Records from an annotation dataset
* Begin *

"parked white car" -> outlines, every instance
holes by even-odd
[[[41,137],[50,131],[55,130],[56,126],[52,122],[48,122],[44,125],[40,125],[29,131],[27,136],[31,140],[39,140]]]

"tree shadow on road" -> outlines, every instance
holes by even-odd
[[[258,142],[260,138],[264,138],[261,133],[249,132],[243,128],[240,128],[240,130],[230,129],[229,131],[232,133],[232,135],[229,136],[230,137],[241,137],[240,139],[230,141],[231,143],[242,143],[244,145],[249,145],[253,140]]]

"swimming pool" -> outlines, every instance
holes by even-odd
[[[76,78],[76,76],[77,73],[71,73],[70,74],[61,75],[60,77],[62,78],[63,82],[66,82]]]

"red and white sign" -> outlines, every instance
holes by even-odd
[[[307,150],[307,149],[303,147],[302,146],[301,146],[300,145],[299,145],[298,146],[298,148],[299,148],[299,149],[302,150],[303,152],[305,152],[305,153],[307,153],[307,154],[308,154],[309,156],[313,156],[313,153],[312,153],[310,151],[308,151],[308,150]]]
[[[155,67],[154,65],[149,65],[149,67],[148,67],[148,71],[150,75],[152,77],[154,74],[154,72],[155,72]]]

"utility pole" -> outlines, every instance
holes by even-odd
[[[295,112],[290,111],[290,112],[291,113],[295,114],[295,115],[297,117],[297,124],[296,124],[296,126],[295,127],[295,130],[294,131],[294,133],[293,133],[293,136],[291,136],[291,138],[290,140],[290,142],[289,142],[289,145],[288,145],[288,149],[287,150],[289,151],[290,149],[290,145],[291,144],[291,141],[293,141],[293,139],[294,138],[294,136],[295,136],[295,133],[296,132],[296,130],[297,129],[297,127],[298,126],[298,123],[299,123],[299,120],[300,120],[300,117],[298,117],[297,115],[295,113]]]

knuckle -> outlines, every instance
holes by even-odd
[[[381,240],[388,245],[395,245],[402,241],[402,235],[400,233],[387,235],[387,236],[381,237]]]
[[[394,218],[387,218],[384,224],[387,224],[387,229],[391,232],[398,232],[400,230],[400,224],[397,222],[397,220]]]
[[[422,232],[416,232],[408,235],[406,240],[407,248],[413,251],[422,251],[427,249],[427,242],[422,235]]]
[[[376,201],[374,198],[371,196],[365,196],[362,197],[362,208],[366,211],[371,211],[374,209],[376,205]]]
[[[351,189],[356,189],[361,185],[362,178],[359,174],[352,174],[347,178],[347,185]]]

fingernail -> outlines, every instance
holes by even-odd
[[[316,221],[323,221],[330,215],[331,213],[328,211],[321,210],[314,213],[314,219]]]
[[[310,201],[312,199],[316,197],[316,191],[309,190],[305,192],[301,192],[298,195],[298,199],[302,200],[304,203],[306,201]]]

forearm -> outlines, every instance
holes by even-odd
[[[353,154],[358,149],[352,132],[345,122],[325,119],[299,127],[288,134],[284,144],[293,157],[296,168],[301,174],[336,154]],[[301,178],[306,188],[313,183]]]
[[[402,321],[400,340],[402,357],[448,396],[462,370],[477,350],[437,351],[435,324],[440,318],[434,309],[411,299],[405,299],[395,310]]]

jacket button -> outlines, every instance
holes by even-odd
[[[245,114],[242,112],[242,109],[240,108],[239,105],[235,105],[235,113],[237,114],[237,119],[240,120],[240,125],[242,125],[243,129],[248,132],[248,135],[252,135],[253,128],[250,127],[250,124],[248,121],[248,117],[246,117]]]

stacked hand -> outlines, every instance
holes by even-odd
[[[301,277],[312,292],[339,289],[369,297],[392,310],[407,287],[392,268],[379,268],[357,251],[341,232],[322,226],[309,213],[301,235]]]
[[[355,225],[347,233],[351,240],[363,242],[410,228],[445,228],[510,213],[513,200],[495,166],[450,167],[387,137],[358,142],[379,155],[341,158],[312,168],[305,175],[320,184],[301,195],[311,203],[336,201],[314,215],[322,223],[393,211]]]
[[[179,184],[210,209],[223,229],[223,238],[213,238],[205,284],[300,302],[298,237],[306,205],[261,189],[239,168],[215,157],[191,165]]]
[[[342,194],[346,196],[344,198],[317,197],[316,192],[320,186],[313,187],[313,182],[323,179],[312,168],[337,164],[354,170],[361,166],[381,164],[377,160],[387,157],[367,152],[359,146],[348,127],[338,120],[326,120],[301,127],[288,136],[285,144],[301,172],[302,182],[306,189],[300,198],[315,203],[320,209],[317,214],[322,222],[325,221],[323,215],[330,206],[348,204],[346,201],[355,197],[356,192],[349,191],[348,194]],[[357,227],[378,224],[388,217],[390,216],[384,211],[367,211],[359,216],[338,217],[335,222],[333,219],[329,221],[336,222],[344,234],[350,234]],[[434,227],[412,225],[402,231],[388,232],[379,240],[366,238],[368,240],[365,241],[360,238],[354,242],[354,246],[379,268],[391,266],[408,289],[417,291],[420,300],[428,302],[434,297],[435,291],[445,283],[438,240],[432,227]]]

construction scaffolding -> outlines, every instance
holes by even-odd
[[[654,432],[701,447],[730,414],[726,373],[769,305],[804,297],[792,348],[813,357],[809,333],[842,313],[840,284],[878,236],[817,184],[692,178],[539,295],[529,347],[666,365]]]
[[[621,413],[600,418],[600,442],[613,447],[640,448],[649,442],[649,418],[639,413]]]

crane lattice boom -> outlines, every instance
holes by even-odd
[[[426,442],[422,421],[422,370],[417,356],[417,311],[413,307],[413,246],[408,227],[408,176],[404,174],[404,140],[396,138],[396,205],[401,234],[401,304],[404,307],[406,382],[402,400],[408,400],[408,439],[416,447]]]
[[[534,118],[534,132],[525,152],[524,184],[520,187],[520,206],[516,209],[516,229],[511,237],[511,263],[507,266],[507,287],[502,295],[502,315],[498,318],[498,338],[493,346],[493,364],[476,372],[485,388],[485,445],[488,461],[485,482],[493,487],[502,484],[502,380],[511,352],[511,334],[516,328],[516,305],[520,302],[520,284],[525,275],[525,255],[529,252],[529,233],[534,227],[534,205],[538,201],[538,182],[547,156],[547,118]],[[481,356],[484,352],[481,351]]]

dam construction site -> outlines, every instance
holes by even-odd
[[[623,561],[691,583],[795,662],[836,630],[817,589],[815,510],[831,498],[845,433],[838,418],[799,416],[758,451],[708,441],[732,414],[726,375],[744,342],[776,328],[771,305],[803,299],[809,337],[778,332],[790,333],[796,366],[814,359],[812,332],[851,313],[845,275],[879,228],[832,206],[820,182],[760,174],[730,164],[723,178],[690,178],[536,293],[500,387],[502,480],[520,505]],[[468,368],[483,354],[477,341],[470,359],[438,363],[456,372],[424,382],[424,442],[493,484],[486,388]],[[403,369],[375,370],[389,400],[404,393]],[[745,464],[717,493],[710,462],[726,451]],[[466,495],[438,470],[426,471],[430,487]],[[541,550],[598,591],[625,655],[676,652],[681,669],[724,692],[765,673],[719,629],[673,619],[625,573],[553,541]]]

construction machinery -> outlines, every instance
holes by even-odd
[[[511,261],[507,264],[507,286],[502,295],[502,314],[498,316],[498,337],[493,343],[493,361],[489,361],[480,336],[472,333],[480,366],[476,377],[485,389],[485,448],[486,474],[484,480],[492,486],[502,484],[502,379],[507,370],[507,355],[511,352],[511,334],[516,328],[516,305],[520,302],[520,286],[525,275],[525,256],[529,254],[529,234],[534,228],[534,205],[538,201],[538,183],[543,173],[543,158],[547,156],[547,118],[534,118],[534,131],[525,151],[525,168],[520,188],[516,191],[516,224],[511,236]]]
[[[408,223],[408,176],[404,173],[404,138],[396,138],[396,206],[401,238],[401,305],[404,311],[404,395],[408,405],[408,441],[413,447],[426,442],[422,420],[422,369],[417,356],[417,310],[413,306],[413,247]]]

* End *

EXERCISE REQUIREMENTS: Copy out the whole listing exactly.

RESULT:
"parked white car" -> outlines, every instance
holes by even-odd
[[[41,137],[50,131],[55,130],[56,126],[52,122],[48,122],[44,125],[40,125],[29,131],[27,136],[31,140],[39,140]]]

"tree shadow on road" -> outlines, every instance
holes by even-odd
[[[258,142],[260,138],[264,138],[261,133],[249,132],[243,128],[240,128],[240,130],[230,129],[229,131],[232,133],[232,135],[229,136],[230,137],[241,137],[240,139],[230,141],[231,143],[242,143],[244,145],[249,145],[253,140]]]

"swimming pool" -> outlines, every instance
holes by even-odd
[[[76,78],[76,76],[77,73],[71,73],[70,74],[61,75],[60,77],[62,78],[63,82],[66,82]]]

"red and white sign" -> outlines, every instance
holes by even-odd
[[[307,150],[307,149],[303,147],[302,146],[301,146],[300,145],[299,145],[298,146],[298,148],[299,148],[299,149],[302,150],[303,152],[305,152],[305,153],[307,153],[307,154],[308,154],[309,156],[313,156],[313,153],[312,153],[310,151],[308,151],[308,150]]]
[[[155,67],[154,65],[149,65],[149,67],[148,67],[148,71],[150,75],[152,77],[154,74],[154,72],[155,72]]]

"utility pole" -> outlines, every instance
holes by even-odd
[[[295,112],[290,111],[290,112],[291,113],[295,114],[295,115],[297,117],[297,124],[296,124],[296,126],[295,127],[295,130],[294,131],[294,133],[293,133],[293,136],[291,136],[291,138],[290,140],[290,142],[289,142],[289,145],[288,145],[288,149],[287,150],[289,151],[290,149],[290,145],[291,144],[291,141],[293,141],[293,139],[294,138],[294,136],[295,136],[295,133],[296,132],[296,130],[297,129],[297,127],[298,126],[298,123],[299,123],[299,120],[300,120],[300,117],[298,117],[297,115],[295,113]]]

knuckle -> outlines, every instance
holes by even-odd
[[[381,240],[388,245],[395,245],[402,241],[402,235],[400,233],[387,235],[387,236],[381,237]]]
[[[394,218],[387,218],[384,224],[387,224],[387,229],[391,232],[398,232],[400,230],[400,224],[397,222],[397,220]]]
[[[422,232],[416,232],[408,235],[406,240],[407,248],[413,251],[422,251],[427,249],[427,242],[422,235]]]
[[[376,201],[374,198],[371,196],[365,196],[362,197],[362,208],[366,211],[371,211],[374,209],[376,205]]]
[[[351,189],[356,189],[361,185],[362,178],[359,174],[352,174],[347,178],[347,185]]]

fingernail -> outlines, every instance
holes by even-odd
[[[316,221],[323,221],[330,215],[331,213],[328,211],[321,210],[314,213],[314,219]]]
[[[310,201],[312,199],[316,197],[316,191],[309,190],[305,192],[301,192],[298,195],[298,199],[302,200],[304,203],[306,201]]]

forearm -> outlines, every instance
holes by even-odd
[[[353,154],[358,149],[352,132],[345,122],[325,119],[299,127],[288,134],[284,144],[293,157],[296,168],[301,174],[336,154]],[[301,178],[306,188],[313,183]]]
[[[402,321],[400,340],[402,357],[448,396],[462,370],[477,350],[437,351],[435,324],[440,318],[434,309],[411,299],[405,299],[395,310]]]

jacket button -> outlines, every instance
holes by even-odd
[[[245,114],[242,112],[242,109],[240,108],[239,105],[235,105],[235,113],[237,114],[237,119],[240,120],[240,125],[242,125],[243,129],[248,132],[248,135],[252,135],[253,128],[250,127],[250,124],[248,121],[248,117],[246,117]]]

stacked hand -> outlines, every instance
holes by even-odd
[[[301,277],[312,292],[339,289],[369,297],[392,310],[407,287],[392,268],[379,268],[357,251],[341,232],[322,226],[309,213],[301,235]]]
[[[355,225],[347,233],[351,240],[363,242],[410,228],[445,228],[510,213],[513,200],[495,166],[450,167],[387,137],[358,142],[379,155],[341,158],[312,168],[305,175],[320,184],[301,195],[311,203],[336,201],[314,215],[322,223],[393,211]]]
[[[179,184],[210,209],[223,229],[223,238],[213,238],[205,284],[300,302],[298,237],[306,205],[261,189],[239,168],[215,157],[191,165]]]
[[[342,194],[346,196],[344,198],[317,197],[316,192],[320,186],[313,187],[313,182],[323,179],[312,168],[337,164],[354,170],[361,166],[381,164],[377,160],[387,157],[367,152],[359,146],[348,127],[338,120],[326,120],[301,127],[288,136],[285,144],[301,172],[302,182],[306,189],[300,198],[315,203],[320,209],[317,214],[322,222],[325,221],[323,215],[330,206],[348,204],[346,201],[355,197],[356,192],[349,191],[348,194]],[[357,227],[378,224],[388,217],[390,216],[384,211],[367,211],[359,216],[338,217],[335,222],[333,219],[329,221],[336,222],[344,234],[350,234]],[[434,227],[412,225],[402,231],[388,232],[379,240],[366,238],[368,240],[365,241],[360,238],[354,242],[354,246],[379,268],[391,266],[408,289],[417,291],[420,300],[428,302],[434,297],[435,291],[445,283],[438,240],[432,227]]]

construction scaffolding -> outlines, every instance
holes by even-odd
[[[654,432],[701,447],[730,414],[726,373],[769,305],[804,297],[792,348],[813,357],[809,333],[842,313],[840,284],[878,236],[817,184],[692,178],[539,295],[529,347],[666,365]]]
[[[621,413],[600,418],[600,442],[613,447],[640,448],[649,442],[649,418],[639,413]]]

crane lattice boom -> outlines, every instance
holes by even-odd
[[[426,442],[422,421],[422,370],[417,356],[417,311],[413,307],[413,246],[408,227],[408,176],[404,174],[404,140],[396,138],[396,205],[401,234],[401,304],[404,307],[406,382],[402,400],[408,400],[408,439],[416,447]]]
[[[534,118],[534,132],[525,152],[524,184],[520,187],[520,206],[516,209],[516,229],[511,237],[511,263],[507,266],[507,287],[502,295],[502,315],[498,318],[498,338],[493,346],[493,364],[476,372],[485,388],[485,445],[488,461],[485,482],[493,487],[502,484],[502,380],[511,352],[511,334],[516,328],[516,305],[520,302],[520,284],[525,275],[525,255],[529,252],[529,233],[534,227],[534,205],[538,201],[538,182],[547,156],[547,118]],[[481,356],[484,352],[481,351]]]

dam construction site -> outlines, every instance
holes by even-odd
[[[623,561],[691,583],[795,662],[836,630],[817,589],[815,510],[831,498],[845,433],[838,418],[799,416],[758,451],[708,441],[732,414],[726,375],[744,342],[776,328],[771,305],[803,299],[809,337],[778,332],[790,333],[796,366],[814,359],[812,332],[851,313],[845,275],[879,228],[832,206],[820,182],[760,174],[730,164],[723,178],[690,178],[536,293],[500,387],[502,480],[520,505]],[[468,368],[483,354],[477,341],[470,359],[438,363],[456,372],[424,382],[424,442],[493,484],[486,388]],[[403,369],[375,370],[389,400],[404,393]],[[745,464],[717,493],[710,462],[726,451]],[[466,495],[438,470],[426,471],[430,487]],[[541,550],[598,591],[625,655],[676,652],[681,669],[724,692],[765,673],[719,629],[673,619],[625,573],[553,541]]]

construction machinery -> outlines, every instance
holes by even-odd
[[[511,261],[507,264],[507,286],[502,295],[502,314],[498,316],[498,337],[493,343],[493,361],[489,361],[480,336],[472,333],[480,366],[476,377],[485,389],[485,448],[486,474],[484,480],[492,486],[502,484],[502,379],[507,370],[507,355],[511,352],[511,334],[516,328],[516,305],[520,302],[520,286],[525,275],[525,256],[529,254],[529,234],[534,228],[534,205],[538,201],[538,183],[543,173],[543,158],[547,156],[547,118],[534,118],[534,131],[525,151],[525,168],[520,188],[516,191],[516,224],[511,236]]]
[[[408,223],[408,176],[404,173],[404,138],[396,138],[396,206],[401,238],[401,305],[404,311],[404,395],[408,405],[408,441],[413,447],[426,442],[422,420],[422,369],[417,356],[417,310],[413,306],[413,247]]]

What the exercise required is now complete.